* Provided information
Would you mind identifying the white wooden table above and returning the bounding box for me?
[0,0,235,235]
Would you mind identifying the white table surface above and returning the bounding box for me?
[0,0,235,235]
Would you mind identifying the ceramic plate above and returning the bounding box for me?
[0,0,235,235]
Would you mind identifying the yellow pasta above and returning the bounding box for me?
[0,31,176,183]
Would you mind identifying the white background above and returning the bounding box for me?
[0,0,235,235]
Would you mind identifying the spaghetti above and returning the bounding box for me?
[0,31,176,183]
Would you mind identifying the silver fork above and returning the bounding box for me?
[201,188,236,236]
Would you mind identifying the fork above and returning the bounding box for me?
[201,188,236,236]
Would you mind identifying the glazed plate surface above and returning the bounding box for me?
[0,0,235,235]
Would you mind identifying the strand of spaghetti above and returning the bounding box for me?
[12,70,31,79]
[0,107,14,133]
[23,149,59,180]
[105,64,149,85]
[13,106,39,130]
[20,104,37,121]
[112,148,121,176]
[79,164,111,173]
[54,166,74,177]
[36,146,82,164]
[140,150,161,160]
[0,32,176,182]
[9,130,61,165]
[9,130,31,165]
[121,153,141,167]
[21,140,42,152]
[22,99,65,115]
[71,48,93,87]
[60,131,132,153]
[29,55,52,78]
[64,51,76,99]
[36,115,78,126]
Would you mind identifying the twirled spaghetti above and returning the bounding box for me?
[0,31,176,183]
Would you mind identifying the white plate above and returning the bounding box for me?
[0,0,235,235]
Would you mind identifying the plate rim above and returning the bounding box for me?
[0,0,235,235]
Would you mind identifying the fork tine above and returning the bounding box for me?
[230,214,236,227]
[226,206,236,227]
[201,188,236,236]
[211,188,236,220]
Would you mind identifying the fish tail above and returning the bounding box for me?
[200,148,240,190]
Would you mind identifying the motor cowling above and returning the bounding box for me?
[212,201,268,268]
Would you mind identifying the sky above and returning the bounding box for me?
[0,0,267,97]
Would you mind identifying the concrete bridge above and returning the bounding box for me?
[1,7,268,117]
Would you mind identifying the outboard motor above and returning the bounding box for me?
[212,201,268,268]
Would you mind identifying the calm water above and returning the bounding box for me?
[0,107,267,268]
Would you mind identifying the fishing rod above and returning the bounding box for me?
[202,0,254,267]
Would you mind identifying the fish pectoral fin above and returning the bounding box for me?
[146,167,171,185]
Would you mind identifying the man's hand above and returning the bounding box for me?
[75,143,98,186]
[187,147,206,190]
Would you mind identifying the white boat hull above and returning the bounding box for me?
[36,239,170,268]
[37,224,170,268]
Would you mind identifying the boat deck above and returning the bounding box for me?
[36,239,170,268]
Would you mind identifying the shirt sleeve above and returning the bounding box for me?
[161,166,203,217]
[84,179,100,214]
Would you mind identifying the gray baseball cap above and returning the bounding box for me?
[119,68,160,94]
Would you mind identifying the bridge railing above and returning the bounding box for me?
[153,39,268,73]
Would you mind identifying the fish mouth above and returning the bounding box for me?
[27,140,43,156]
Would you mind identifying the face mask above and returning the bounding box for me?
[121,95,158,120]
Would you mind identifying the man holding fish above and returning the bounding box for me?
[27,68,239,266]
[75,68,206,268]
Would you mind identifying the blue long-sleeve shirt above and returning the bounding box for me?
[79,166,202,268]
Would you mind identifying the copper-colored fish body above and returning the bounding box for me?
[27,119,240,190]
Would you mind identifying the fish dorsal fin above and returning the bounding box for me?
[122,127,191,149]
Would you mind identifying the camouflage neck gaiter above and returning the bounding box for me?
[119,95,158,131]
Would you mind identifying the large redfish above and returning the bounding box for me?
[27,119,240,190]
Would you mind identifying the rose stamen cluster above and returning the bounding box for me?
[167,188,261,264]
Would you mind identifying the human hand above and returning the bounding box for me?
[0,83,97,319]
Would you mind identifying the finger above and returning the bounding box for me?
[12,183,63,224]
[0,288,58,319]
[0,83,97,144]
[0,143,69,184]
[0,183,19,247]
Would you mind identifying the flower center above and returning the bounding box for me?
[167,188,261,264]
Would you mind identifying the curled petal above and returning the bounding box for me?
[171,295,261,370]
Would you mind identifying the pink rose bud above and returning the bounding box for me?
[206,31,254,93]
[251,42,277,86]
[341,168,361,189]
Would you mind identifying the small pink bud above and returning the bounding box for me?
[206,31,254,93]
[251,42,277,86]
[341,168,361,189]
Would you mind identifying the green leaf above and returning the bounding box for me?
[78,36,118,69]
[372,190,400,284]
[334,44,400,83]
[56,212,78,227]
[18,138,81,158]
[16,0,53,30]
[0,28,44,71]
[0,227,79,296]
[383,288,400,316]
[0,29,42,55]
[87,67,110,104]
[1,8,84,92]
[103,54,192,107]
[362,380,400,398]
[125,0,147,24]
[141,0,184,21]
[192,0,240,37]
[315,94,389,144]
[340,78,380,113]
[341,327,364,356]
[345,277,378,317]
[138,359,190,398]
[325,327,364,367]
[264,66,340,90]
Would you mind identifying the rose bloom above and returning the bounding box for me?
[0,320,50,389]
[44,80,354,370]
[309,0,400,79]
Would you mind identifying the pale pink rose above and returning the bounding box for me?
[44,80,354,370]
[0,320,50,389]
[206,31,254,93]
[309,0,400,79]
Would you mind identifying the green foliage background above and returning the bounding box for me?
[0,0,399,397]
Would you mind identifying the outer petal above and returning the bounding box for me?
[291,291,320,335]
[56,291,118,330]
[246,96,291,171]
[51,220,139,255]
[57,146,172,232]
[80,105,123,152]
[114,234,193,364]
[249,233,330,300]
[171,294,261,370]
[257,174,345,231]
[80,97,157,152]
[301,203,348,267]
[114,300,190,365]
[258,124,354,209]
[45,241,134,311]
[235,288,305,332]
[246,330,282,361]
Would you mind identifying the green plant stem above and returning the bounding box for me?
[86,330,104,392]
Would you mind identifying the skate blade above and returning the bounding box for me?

* Task
Lines from the one containing "Would you mind identifying the green plant" through the end of the entries above must be copied exactly; include both ends and no other lines.

* Solution
Would you mind identifying the green plant stem above and returning the bounding box for me?
[86,330,104,392]
Would you mind identifying the skate blade above and returning the bounding box for me?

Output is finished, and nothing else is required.